#### Source extract ####

‘He kept saying Stacy was his wife’
News
December 15, 2006
‘He kept saying Stacy was his wife’

When Stacy Wilson said, “Mommy I going now” not in a million years would have Emelia Nanton thought that would be the last time she would hear or see her daughter alive.

Nanton is still trying to patch the broken pieces of her heart resulting from the loss of her daughter who fell victim to one of the most senseless and boldfaced acts that has ever dawned upon blessed St Vincent and the Grenadines. A man in broad daylight decapitated her on Monday at the Leeward Bus Terminal.{{more}}

Sagging under the weight of the loss of Stacy, her mother struggled to tell SEARCHLIGHT about the time leading up to her daughter’s demise.

She said that Stacy was in her room with her younger brother in the morning when she went and sat on the porch.

“I remember sitting there and I bit my tongue when a feeling came over me as if something terrible was going to happen,” Nanton recalled.

About 4 pm that tragic afternoon she was again sitting on the porch and she bit her tongue for a second time.

“I said this is really strange, I just feel something had happened.”

Moments later two guys came running and told her that “Stacy geh chop up in town and dead.”

She instantly went cold and felt weak. She cried endlessly and could not get to sleep that night.

She said that Stacy never had any trouble with anyone and that she was friendly to all.

The man, Shorn Samuel who has been detained in connection with her daughter’s murder was a relative of the family. She told SEARCHLIGHT that about a year ago he became obsessed with Stacy and kept saying that she was his wife.

“After we told him to stop coming around here, he would become angry and said that I was blocking him from Stacy,” Nanton recollected.

As she reminisced the quick blinks could not hold back the tears that had already flooded her puffy eyes.

Nanton recalled her daughter being a very nice and humble individual, who had goals she wanted to accomplish.

“Stacy was a very ambitious person and wanted to be somebody in life.”

In one of their last conversations, Stacy said that this would be her last year working at the Milton Cato Memorial Hospital as she wanted to pursue business studies abroad.

More than just a daughter to her, Nanton said Stacy was also a friend.

“I miss my daughter a lot, I missed doing a lot of things with her, she was a role model to many.”

Left to mourn are Stacy’s younger brothers 19-year-old Chris and one-year-old Ranno.

Wilson’s body will be laid to rest next Tuesday at the Seventh Day Adventist Church in Vermont.

#### Information provided ####

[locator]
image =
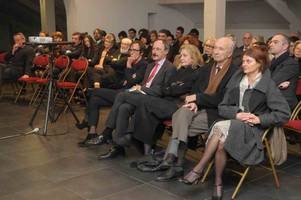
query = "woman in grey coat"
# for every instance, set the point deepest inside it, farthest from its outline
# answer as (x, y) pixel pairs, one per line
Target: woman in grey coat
(251, 104)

####

#### [Aim of the exercise]
Update the part of the news article that opens with "She said that Stacy was" and closes with "friendly to all.", changing "porch" to "veranda". None of the data is needed.

#### [Exercise response]
She said that Stacy was in her room with her younger brother in the morning when she went and sat on the veranda.

“I remember sitting there and I bit my tongue when a feeling came over me as if something terrible was going to happen,” Nanton recalled.

About 4 pm that tragic afternoon she was again sitting on the veranda and she bit her tongue for a second time.

“I said this is really strange, I just feel something had happened.”

Moments later two guys came running and told her that “Stacy geh chop up in town and dead.”

She instantly went cold and felt weak. She cried endlessly and could not get to sleep that night.

She said that Stacy never had any trouble with anyone and that she was friendly to all.